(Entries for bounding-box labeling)
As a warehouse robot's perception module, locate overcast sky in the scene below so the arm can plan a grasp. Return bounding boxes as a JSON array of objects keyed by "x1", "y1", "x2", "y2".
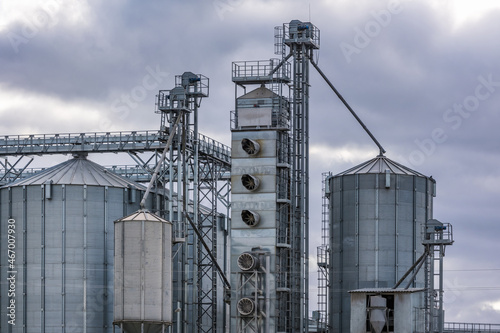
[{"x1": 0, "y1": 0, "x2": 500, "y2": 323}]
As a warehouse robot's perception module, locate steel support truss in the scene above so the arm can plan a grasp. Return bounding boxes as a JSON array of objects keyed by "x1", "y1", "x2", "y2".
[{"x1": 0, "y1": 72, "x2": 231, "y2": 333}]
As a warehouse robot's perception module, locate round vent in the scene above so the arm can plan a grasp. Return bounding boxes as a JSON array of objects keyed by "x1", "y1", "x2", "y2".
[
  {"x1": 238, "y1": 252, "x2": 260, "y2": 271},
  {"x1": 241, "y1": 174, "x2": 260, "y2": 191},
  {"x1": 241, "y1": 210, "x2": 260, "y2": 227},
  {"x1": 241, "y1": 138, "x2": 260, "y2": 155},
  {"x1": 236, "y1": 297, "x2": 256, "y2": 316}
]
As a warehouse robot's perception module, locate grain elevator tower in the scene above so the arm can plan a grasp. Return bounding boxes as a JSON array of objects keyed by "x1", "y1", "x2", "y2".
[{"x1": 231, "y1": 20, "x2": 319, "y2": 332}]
...
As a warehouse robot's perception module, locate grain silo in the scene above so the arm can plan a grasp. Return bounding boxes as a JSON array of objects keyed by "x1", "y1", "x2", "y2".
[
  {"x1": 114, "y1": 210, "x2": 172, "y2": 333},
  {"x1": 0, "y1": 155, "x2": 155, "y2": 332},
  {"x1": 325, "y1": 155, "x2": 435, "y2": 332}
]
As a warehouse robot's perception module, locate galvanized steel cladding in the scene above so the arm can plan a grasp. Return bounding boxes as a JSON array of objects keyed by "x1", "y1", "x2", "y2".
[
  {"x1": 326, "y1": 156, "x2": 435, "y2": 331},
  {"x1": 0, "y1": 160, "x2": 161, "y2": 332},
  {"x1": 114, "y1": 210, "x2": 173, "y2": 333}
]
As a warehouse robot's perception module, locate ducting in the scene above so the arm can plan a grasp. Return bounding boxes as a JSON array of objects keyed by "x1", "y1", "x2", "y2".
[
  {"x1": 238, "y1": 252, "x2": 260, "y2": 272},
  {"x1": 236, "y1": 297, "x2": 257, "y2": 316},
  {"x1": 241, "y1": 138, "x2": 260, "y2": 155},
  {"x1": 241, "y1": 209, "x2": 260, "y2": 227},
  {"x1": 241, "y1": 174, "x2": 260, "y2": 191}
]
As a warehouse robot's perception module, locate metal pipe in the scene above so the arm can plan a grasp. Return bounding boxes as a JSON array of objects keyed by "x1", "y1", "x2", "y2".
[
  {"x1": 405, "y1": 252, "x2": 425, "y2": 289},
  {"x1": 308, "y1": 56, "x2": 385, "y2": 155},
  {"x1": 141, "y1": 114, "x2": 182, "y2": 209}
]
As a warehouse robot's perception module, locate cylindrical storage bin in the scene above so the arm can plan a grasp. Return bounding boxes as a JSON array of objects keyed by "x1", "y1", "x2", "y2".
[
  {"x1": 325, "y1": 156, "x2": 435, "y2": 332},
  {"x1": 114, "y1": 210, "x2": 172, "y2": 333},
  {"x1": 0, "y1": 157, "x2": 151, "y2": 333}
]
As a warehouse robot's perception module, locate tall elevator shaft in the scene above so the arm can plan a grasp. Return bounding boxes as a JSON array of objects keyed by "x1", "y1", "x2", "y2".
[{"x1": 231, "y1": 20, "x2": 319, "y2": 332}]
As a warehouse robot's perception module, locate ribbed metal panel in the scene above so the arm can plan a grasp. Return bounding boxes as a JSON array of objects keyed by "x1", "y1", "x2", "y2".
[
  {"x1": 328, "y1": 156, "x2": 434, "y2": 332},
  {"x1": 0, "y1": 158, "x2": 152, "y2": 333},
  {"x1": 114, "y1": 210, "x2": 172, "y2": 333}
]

(Task goal):
Find each line in the records above that contains the string "array", treating uppercase and lowercase as different, and copy those lines out in full.

(Written reply):
As a warehouse robot's perception module, locate overcast sky in the scene below so the arm can plan a grasp. Return bounding boxes as a JSON array of objects keyed by "x1", "y1", "x2", "y2".
As a warehouse robot's perception module, locate steel support truss in the scene above so the arm can plan a grasp. Return bounding boxes as a JSON array of objects keyed by "x1", "y1", "x2", "y2".
As a warehouse robot's perception module, locate round vent in the scene above so the arm can plan a grasp. Return bounding boxes as a JSON array of objects keyed by "x1", "y1", "x2", "y2".
As a warehouse robot's perception module, locate grain elevator tower in the scene above so the arm can plan a grasp. Return bounding boxes as a JSON array of objects keyed by "x1", "y1", "x2", "y2".
As a warehouse robot's perception module, locate grain silo in the scene above so the arm can plan a grasp. Return bounding boxes as a JSON array of objects keyed by "x1", "y1", "x2", "y2".
As a warehouse robot's perception module, locate galvanized steel cladding in the scene above so the arm can plan a grasp. Return bounding boxes as a JSON array of objects keyed by "x1", "y1", "x2", "y2".
As a warehouse robot's perception module, locate ducting in the scene above so the arm can plan a grasp. Return bounding boxes as a JSON array of objects keyed by "x1", "y1", "x2", "y2".
As a warehouse robot's perception module, locate metal pipe in the scene above so the arm can plan a grasp. Return bounding boxes as a JSON array of objects keyed by "x1", "y1", "x2", "y2".
As a warehouse robot's perception module, locate cylindrical storage bin in the scene above so the arm can plan a grasp. Return bounding boxes as a JSON array of objects keyed by "x1", "y1", "x2", "y2".
As a warehouse robot's perception module, locate tall elevator shaft in the scene above so the arm can plan a grasp. Return bounding boxes as a JSON array of objects keyed by "x1", "y1", "x2", "y2".
As a warehouse robot's perception module, locate ribbed metal panel in the scene above so the arm can plan a grasp. Return bounding boxes as a JSON array of objects keyed by "x1", "y1", "x2", "y2".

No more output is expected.